- **CONSIGNE A**:
Mettez à jour le récit de la remontée du Mékong : recopiez-le à partir de la phrase qui contient "Après avoir remonté" et arrêtez-vous après "des fêtes religieuses.", en mettant "paroi" à la place de "falaise".
- **CONSIGNE B**:
Écrivez la suite du récit de la remontée du Mékong, après sa dernière phrase.

Le meilleur moyen (et le plus sympa aussi !) est de remonter en bateau le Mékong puis la rivière Nam Ou : c’est ce que nous allons faire de Luang Prabang jusqu’à Phongsaly au Nord du pays, soit plus de 400 km de bateau en 3 jours.
1ère journée en bâteau.
C’est une pirogue à fond plat avec des sièges d’avion qui nous attend à l’embarcadère de Luang Prabang ; pas très esthétiques ces sièges gris mais bien confortables !
Après avoir remonté rapidement les 35 km du Mékong, nous quittons le fleuve mythique pour son affluent : la rivière Nam Ou.
Nous étions déjà la veille à l’intersection entre les deux cours d’eau.
En effet, à cet endroit se trouvent les grottes de Pak Ou. Il s’agit de deux trous dans la falaise calcaire qui surplombe le Mékong : ces grottes abritent des centaines de statues de Bouddhas (jusqu’à 6000) de toutes tailles, de tous matériaux. Les statues ont été déposées sur les rochers par les fidèles lors des fêtes religieuses.
La grotte la plus proche du fleuve est plus impressionnante que l’autre, sans doute parce que les Bouddhas se devinent dans la pénombre avec en arrière plan une très belle vue sur le Mékong.

- **EXTRAITS DE LISTE**:
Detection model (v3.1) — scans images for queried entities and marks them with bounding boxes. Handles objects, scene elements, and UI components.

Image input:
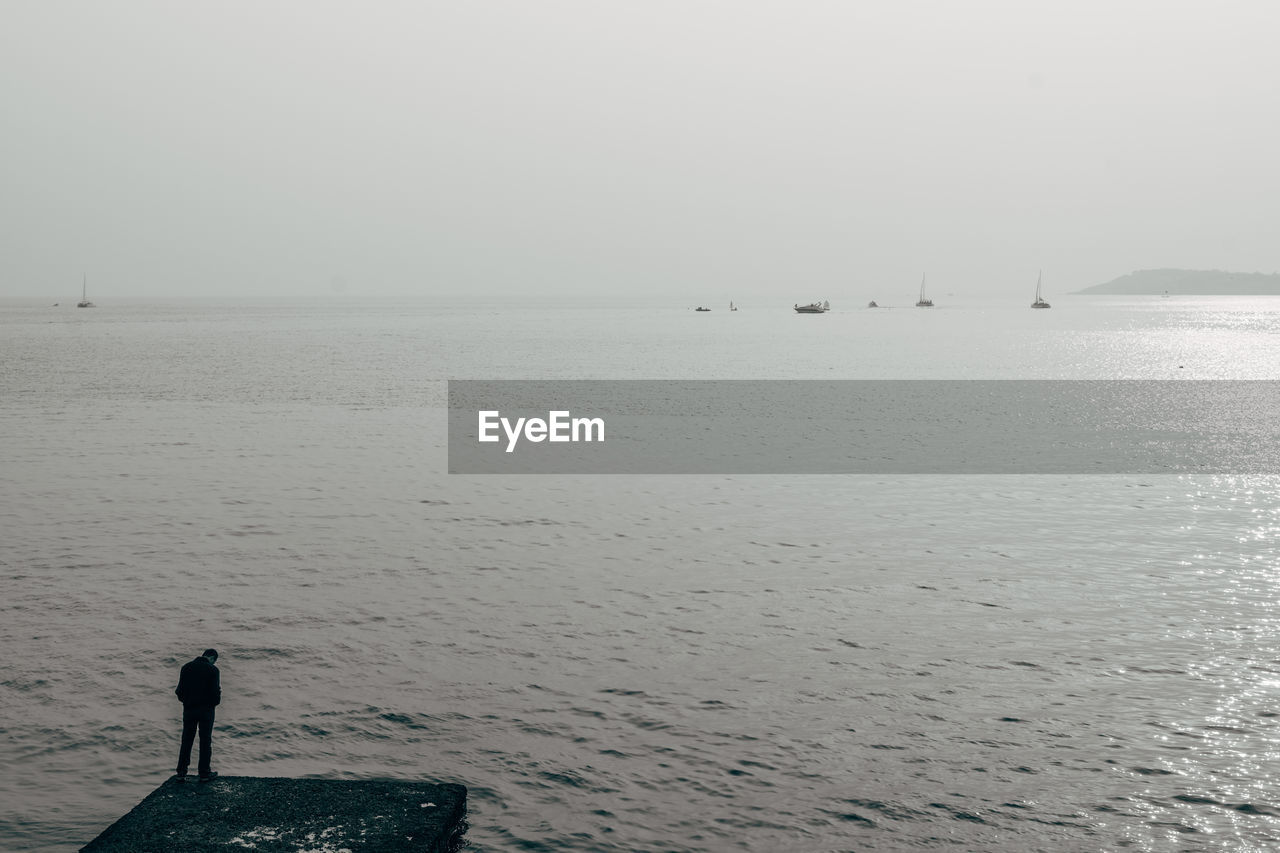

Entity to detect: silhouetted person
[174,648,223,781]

---

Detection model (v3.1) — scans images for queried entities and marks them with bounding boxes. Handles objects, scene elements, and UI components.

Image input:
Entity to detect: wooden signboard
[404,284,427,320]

- **RÉPONSE A**:
Après avoir remonté rapidement les 35 km du Mékong, nous quittons le fleuve mythique pour son affluent : la rivière Nam Ou.
Nous étions déjà la veille à l’intersection entre les deux cours d’eau.
En effet, à cet endroit se trouvent les grottes de Pak Ou. Il s’agit de deux trous dans la paroi calcaire qui surplombe le Mékong : ces grottes abritent des centaines de statues de Bouddhas (jusqu’à 6000) de toutes tailles, de tous matériaux. Les statues ont été déposées sur les rochers par les fidèles lors des fêtes religieuses.

- **RÉPONSE B**:
Malheureusement, l’affluence touristique trop importante ne permet pas de profiter pleinement de la sérénité des lieux…
Notre bateau entre dans la rivière Nam Ou : les rives plus proches nous permettent d’admirer l’activité intense des pêcheurs et des orpailleuses : situées généralement aux courbes de la rivière, nous les voyons utiliser des grands tamis en bois afin de rechercher le métal précieux.
Nous traversons de splendides paysages : les montagnes se succèdent, la vallée de la rivière est parfois très encaissée.
Cette navigation est vraiment plus belle que sur le Mékong !
Mais, du fait du faible débit de la Nam Ou (fin de la période sèche), le bateau remonte des rapides de plus en plus accidentés. Nous admirons la dextérité du chauffeur qui parvient à éviter les rochers (à certains endroits, la rivière n’est profonde que de quelques centimètres !) et à remonter les rapides sans que le bateau ne tourne.
Seul problème : à cause des rapides, l’eau entre par vagues dans le bateau et comme nous sommes à l’avant, nous sommes bien arrosés ! La météo n’étant pas terrible (froid et vent), nous arrivons frigorifiés à Nong Khiaw.
Le temps de retirer de l’argent à un hôtel qui se commissionne grassement au passage (cela nous apprendra à ne pas anticiper nos besoins en argent !) et nous repartons en milieu d’après-midi pour Muang Ngoi.
Muang Ngoi est un village isolé qui surplombe le lit de la rivière : à cet endroit, la Nam Ou est entourée de montagnes en forme de pics, très beau !
Le village n’est accessible qu’en bateau : pas de véhicule à moteur mais une simple route parallèle à la rivière où se sont regroupées les maisons des villageois. Les enfants jouent dans les jardins ou sur la chaussée au milieu des poules, chiens et cochons.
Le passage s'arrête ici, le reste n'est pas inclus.